:: Data for analysis
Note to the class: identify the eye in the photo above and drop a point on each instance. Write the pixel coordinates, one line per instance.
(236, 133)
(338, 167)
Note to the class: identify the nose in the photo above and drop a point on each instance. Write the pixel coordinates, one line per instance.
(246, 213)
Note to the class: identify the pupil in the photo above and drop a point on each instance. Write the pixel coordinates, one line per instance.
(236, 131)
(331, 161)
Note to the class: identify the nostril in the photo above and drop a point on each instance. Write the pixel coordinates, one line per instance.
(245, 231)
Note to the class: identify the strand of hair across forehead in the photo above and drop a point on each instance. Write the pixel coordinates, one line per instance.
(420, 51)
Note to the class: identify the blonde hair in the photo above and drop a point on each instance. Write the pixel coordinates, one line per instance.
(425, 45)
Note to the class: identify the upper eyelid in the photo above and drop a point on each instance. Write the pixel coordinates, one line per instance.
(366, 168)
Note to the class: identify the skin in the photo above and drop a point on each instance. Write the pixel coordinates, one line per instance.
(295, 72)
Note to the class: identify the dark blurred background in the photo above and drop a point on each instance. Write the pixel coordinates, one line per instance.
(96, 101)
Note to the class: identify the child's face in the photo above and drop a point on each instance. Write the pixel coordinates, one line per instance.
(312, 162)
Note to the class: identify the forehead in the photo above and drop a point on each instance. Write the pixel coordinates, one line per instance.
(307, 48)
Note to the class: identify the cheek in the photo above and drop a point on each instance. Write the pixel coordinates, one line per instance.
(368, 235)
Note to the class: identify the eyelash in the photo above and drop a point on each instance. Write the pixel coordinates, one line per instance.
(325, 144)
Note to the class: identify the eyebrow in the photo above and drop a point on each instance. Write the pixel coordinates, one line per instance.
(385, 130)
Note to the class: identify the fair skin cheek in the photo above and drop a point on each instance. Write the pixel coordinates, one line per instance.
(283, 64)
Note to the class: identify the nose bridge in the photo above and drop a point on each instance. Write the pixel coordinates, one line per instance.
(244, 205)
::::
Work request: Repeat only the stretch of lines that begins at the line containing "Note to the class: identify the fair" and ends at the last line above, both included.

Response area:
Note to the class: identify the fair skin cheek in the photo above and drop a point on each instance. Write the pixel coordinates, one line per instance.
(283, 64)
Note to the class: identify the nose bridge in the photo above and drop a point on each instance. Write the pixel coordinates, one line per instance.
(244, 205)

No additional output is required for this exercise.